> _Work required_
Pull out every line below that contains the word "lawn" and copy each one in full.

> _Supplied data_
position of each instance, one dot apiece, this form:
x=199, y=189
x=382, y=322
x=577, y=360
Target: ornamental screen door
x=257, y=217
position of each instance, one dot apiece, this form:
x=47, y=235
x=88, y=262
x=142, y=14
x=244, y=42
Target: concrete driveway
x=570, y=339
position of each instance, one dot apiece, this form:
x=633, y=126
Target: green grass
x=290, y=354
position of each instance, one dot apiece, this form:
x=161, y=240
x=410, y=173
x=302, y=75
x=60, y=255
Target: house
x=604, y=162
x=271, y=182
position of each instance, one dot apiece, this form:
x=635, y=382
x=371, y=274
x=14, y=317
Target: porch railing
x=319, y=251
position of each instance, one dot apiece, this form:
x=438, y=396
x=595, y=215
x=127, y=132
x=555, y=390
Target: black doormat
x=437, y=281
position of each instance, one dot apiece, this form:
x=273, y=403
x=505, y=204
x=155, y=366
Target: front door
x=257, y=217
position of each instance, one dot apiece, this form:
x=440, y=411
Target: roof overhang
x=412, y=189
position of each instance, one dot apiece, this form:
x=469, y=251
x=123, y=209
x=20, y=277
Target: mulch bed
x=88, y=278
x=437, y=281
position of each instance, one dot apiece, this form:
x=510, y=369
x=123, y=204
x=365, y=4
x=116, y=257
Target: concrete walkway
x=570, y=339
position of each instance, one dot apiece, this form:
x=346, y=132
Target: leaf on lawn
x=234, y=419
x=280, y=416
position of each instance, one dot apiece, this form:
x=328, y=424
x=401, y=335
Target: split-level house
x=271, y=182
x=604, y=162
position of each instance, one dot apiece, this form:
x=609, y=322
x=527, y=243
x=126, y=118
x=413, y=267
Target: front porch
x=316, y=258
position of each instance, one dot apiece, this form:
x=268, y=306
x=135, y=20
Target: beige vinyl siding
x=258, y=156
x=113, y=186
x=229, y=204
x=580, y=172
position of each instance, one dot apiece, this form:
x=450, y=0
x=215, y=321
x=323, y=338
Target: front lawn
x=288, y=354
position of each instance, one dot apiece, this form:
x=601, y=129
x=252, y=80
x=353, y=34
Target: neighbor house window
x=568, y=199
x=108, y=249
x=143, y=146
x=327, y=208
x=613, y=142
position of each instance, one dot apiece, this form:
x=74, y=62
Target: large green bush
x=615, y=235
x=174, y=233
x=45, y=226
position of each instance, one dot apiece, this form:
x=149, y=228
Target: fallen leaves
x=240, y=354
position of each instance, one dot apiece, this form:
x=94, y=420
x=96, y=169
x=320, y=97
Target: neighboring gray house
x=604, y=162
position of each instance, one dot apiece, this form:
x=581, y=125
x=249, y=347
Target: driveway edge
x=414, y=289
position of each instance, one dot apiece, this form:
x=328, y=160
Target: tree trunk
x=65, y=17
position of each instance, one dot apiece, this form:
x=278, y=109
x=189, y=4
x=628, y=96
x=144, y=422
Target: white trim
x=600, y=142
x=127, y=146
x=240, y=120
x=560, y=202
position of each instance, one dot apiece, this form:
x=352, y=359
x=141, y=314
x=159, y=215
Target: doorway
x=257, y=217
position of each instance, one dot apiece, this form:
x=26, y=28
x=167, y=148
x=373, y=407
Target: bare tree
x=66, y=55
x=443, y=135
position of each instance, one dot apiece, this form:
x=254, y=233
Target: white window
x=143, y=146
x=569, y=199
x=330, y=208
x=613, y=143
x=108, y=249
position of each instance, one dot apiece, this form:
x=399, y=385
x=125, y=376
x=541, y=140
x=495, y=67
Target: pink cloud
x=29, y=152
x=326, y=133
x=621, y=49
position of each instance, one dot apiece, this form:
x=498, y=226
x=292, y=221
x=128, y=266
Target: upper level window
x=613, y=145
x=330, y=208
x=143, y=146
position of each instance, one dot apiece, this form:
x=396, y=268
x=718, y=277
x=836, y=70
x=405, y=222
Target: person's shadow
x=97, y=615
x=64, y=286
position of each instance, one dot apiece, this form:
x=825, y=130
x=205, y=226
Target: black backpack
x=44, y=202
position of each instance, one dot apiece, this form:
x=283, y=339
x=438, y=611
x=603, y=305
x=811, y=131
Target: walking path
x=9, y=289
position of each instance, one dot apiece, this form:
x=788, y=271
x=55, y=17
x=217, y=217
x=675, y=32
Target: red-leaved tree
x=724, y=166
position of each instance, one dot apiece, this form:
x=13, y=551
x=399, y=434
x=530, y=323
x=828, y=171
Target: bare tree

> _Exercise answer_
Target: leaf on lawn
Target: front lawn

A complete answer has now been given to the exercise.